ATTIVITÀ 1. Elenca tutto ciò da cui, secondo il brano sull'Alkantara Fest, il festival non può prescindere.
ATTIVITÀ 2. Trascrivi il passo del brano sull'Alkantara Fest che comincia con le parole contenenti "Non credo molto" e termina con "distruggerne il senso.".

BRANO.
-------

Non credo molto nel fatto che lo streaming possa sostituire lo spettacolo dal vivo. È vero che ultimamente il web è stato utile per avvicinare la gente e non far perdere il contatto con la musica e gli artisti, ma è importante considerarlo come uno stato di necessità. Alkantara fest non può prescindere dall’aggregazione, dal contatto, dalla danza, dalla chiacchera, dalla spensieratezza. La musica è un evento sociale, impossibile da veicolare in assenza dell’altro. Che non può essere virtuale. Pertanto, qualora dovessero perdurare le attuali restrizioni alla mobilità internazionale o inasprirsi le misure di distanziamento sociale, sarà molto difficile poter realizzare il festival per come è nelle nostre intenzioni, poiché non vorremmo distruggerne il senso.
Ethno Sicily, momento dell’Alkantara Fest, prevede sessioni di didattica musicale attraverso il confronto di trenta giovani musicisti provenienti da tutto il mondo. Potrà prendere corpo attraverso le modalità di didattica digitale?
Non penso. Ethno Sicily è un’occasione unica per i giovani musicisti di realizzare un workshop di musica folk residenziale della durata di una settimana che culmina nella performance finale. L’iniziativa, in collaborazione con la Jeunesses Musicales International di Bruxelles, di cui siamo membri dal 2019, contribuisce anch’essa a ringiovanire l’utenza e a diffondere il messaggio del festival per il mondo, perché i partecipanti, che hanno l’occasione di visitare il territorio e godere della bellezze naturali dell’Etna e del mare circostanti, veicoleranno il messaggio di Alkantara fest all’interno del network internazionale Ethno e ne garantiranno ampia circolazione e partecipazione anche alle future edizioni. In mancanza di libertà di movimenti fra stati, limitazioni di spazio e distanziamento sociale, non esiste Ethno.

-------

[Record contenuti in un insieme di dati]
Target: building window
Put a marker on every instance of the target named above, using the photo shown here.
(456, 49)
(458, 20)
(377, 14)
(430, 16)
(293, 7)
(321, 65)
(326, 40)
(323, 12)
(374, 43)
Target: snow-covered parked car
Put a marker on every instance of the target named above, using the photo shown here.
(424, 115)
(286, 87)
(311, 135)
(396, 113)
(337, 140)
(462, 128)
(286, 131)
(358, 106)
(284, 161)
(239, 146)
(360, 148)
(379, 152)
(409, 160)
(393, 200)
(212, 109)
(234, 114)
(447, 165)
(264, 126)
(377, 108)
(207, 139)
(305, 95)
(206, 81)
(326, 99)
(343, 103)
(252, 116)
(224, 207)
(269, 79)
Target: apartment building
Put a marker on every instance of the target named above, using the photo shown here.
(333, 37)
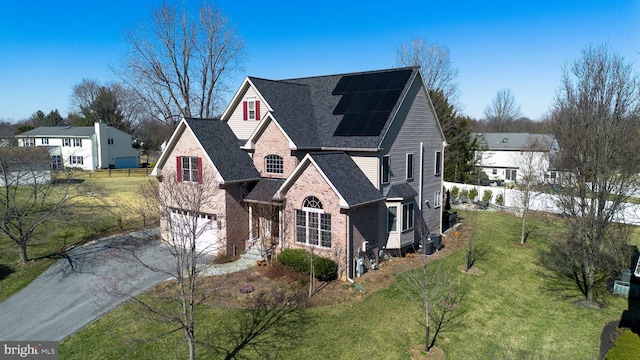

-------

RISPOSTA 1.
- l'aggregazione
- il contatto
- la danza
- la chiacchera
- la spensieratezza

RISPOSTA 2.
Non credo molto nel fatto che lo streaming possa sostituire lo spettacolo dal vivo. È vero che ultimamente il web è stato utile per avvicinare la gente e non far perdere il contatto con la musica e gli artisti, ma è importante considerarlo come uno stato di necessità. Alkantara fest non può prescindere dall’aggregazione, dal contatto, dalla danza, dalla chiacchera, dalla spensieratezza. La musica è un evento sociale, impossibile da veicolare in assenza dell’altro. Che non può essere virtuale. Pertanto, qualora dovessero perdurare le attuali restrizioni alla mobilità internazionale o inasprirsi le misure di distanziamento sociale, sarà molto difficile poter realizzare il festival per come è nelle nostre intenzioni, poiché non vorremmo distruggerne il senso.